What you are asked to do: Copy the stretch of the farmers market article from "Organizers with the" through "return to form." word for word.

Extract provided:
== Segment start ==

Ariella Falkowski with Lohbrunner Community Farm helps a customer pick out some locally grown produce during a previous season of the Goldstream Farmers Market. While still not up to pre-pandemic levels, organizers said the 2021 season exceeded their expectations, with an average of 500 people attending every Saturday. (Black Press Media file photo)

Ariella Falkowski with Lohbrunner Community Farm helps a customer pick out some locally grown produce during a previous season of the Goldstream Farmers Market. While still not up to pre-pandemic levels, organizers said the 2021 season exceeded their expectations, with an average of 500 people attending every Saturday. (Black Press Media file photo)

Goldstream Farmers Market season exceeds expectations

The market saw an average of 500 people attend each Saturday during the season, which ended Nov. 27

Organizers with the Goldstream Farmers Market are looking back on a successful season, which saw the return of some sense of normalcy.

Manager Jacqui Anderson said the extended season, which ended on Nov. 27, saw an average of 500 people at the Saturday market. She said those numbers combined with fewer COVID-19 restrictions than in 2020 meant the market felt like a return to form.

”I think it exceeded our expectations,” said Anderson. “We had our very loyal vendors, our customers came back and I think they all felt safe despite COVID. It was better than last season … simply because more restrictions were lifted.”

Each Saturday, more than 25 vendors set up in Langford’s Veterans’ Memorial Park offering everything from fresh produce, prepared food, crafts, clothes and more. Like last year, the market’s season was extended past its usual October end date to ensure residents were able to check out some locally made crafts during the holiday season.

== Segment end ==

Given information:
== Segment start ==

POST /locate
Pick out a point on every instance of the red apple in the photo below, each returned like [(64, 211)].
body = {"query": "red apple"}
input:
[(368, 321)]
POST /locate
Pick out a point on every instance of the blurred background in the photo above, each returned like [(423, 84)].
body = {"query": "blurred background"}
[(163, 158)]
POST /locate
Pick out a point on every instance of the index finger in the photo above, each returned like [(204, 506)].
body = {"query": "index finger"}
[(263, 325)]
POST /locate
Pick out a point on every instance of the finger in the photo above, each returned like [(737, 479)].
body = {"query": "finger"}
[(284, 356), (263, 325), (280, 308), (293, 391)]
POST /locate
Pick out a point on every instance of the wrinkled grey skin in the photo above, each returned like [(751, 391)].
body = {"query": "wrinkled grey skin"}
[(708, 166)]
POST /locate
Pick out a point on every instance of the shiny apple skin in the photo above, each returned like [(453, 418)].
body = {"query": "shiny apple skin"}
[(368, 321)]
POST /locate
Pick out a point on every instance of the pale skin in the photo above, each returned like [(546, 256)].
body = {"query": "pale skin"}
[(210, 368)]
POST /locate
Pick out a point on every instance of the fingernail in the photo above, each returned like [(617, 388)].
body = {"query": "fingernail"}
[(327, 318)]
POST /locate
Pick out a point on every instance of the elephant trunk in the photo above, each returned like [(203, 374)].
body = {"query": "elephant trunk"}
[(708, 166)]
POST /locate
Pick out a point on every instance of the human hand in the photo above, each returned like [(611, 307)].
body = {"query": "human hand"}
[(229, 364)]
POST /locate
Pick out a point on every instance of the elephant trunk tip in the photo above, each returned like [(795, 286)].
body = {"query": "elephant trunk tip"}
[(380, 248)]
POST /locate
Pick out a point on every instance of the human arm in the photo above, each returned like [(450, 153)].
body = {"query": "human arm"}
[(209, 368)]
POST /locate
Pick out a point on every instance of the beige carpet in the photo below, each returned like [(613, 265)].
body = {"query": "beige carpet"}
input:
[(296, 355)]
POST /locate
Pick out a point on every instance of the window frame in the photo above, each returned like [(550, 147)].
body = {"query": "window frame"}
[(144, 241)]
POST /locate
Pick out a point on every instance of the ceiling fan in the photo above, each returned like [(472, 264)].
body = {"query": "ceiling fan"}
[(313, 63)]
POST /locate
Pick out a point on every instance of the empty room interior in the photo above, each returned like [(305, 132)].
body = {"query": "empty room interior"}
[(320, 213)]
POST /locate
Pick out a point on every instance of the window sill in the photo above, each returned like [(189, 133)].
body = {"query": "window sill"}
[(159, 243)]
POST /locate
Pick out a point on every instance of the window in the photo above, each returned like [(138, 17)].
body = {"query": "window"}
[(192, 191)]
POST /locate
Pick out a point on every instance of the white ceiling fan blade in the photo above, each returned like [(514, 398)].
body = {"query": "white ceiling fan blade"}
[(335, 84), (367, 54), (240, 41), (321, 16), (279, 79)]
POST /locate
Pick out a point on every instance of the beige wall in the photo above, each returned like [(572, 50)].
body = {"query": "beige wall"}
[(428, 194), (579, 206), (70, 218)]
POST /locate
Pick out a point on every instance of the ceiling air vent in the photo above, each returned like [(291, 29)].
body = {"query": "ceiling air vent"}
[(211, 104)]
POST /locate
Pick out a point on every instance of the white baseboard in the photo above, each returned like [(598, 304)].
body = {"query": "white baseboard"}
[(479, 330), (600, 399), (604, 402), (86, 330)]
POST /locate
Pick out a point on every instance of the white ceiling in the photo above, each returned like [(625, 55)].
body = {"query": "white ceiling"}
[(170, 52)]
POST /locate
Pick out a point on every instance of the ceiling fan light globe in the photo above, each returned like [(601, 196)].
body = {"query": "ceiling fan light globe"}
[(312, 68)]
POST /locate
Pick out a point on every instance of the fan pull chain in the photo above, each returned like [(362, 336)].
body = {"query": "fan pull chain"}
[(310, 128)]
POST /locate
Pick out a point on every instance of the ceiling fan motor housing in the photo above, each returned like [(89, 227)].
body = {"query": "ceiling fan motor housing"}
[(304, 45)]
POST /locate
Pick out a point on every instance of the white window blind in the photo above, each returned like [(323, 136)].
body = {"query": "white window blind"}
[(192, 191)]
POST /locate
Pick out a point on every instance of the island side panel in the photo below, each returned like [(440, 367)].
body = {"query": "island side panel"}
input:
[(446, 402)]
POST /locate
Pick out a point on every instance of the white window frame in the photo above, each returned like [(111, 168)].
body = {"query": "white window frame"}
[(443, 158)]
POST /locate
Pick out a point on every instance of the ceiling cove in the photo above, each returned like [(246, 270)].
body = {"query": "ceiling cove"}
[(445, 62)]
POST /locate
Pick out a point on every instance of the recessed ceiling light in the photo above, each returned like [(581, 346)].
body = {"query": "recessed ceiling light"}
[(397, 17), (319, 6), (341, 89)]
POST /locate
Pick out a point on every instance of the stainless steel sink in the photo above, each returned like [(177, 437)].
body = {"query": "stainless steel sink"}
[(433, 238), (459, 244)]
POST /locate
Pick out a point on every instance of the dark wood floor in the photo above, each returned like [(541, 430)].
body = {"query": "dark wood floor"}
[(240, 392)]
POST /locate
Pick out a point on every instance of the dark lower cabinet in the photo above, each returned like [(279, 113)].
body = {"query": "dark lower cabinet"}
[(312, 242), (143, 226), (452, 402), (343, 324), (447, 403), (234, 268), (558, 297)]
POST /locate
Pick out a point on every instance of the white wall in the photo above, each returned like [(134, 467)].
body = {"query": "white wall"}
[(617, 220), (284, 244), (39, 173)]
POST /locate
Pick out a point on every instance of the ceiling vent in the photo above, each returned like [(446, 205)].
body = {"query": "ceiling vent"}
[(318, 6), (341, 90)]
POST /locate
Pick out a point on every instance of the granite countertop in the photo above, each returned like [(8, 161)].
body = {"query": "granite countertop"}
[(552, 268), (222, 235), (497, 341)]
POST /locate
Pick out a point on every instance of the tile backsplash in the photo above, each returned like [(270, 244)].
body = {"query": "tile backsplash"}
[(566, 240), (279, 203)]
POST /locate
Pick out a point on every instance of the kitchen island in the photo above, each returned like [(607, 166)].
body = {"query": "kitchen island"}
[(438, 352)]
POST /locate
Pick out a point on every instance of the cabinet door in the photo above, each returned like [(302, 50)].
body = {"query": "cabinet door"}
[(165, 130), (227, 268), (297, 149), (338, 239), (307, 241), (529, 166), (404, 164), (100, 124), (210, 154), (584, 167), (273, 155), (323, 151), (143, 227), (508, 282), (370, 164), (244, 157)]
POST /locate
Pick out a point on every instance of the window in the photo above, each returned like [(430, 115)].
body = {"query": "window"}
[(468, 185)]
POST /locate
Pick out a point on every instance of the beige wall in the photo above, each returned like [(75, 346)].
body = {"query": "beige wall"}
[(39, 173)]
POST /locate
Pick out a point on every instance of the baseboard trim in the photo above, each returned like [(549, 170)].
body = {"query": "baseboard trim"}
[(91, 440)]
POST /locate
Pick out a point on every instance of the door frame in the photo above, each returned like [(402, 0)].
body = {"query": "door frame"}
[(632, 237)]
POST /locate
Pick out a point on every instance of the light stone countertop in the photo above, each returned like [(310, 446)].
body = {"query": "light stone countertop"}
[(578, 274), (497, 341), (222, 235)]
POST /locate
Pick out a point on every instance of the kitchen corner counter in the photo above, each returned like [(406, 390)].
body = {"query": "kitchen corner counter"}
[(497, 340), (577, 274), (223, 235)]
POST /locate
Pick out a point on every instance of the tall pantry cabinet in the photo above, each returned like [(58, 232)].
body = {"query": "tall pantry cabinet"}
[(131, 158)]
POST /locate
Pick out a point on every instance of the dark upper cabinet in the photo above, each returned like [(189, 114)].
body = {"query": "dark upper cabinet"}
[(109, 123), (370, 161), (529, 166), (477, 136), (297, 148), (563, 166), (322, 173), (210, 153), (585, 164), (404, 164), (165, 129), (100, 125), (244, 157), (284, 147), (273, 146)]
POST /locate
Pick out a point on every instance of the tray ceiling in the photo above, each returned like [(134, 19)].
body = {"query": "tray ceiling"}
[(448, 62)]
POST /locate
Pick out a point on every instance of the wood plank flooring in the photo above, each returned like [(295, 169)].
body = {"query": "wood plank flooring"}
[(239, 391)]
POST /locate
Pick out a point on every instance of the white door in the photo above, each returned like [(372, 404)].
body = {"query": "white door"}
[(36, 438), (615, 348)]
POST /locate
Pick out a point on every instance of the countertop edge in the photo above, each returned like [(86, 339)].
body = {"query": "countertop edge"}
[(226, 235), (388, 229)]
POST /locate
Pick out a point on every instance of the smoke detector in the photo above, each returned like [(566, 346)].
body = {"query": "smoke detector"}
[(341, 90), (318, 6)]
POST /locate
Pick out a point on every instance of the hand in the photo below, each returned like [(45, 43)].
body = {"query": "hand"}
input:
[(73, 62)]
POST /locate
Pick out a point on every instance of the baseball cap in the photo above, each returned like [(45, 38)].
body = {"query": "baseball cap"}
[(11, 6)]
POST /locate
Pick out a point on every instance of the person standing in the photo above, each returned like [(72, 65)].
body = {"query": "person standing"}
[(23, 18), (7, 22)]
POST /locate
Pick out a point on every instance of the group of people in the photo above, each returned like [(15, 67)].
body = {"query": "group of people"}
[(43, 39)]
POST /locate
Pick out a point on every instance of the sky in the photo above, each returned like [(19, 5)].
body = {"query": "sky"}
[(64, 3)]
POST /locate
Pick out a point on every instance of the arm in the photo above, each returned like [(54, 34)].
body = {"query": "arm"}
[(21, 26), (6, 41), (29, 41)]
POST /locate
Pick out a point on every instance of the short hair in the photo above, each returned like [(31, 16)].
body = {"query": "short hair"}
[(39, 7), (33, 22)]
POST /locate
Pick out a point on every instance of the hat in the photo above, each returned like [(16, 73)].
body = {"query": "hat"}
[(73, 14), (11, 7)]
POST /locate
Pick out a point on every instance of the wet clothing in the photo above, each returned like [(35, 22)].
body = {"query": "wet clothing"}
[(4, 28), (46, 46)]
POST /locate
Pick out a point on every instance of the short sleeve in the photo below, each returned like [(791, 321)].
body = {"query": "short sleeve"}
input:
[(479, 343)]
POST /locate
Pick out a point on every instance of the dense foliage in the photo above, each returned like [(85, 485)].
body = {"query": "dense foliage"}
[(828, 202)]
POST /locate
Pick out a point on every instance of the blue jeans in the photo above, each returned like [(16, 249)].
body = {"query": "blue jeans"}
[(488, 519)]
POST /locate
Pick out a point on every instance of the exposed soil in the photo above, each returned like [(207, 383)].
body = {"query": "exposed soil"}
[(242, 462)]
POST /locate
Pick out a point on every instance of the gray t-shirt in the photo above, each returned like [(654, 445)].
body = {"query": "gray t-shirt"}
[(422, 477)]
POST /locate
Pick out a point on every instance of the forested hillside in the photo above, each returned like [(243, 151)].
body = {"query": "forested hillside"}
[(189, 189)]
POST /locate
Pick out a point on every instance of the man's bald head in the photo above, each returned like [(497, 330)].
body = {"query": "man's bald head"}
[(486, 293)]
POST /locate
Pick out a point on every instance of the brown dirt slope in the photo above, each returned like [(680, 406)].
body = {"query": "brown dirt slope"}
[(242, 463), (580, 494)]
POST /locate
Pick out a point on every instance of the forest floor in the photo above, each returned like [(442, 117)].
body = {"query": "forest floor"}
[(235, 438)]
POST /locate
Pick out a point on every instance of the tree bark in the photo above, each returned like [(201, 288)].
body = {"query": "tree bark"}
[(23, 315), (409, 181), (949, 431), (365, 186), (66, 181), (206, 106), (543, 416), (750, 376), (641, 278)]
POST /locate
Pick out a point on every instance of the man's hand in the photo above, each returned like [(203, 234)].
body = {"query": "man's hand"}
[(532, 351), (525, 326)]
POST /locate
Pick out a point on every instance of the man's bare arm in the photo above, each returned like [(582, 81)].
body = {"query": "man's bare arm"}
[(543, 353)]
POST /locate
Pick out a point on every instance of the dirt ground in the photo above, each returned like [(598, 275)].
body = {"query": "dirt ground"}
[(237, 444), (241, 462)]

== Segment end ==

Exercise response:
Organizers with the Goldstream Farmers Market are looking back on a successful season, which saw the return of some sense of normalcy.

Manager Jacqui Anderson said the extended season, which ended on Nov. 27, saw an average of 500 people at the Saturday market. She said those numbers combined with fewer COVID-19 restrictions than in 2020 meant the market felt like a return to form.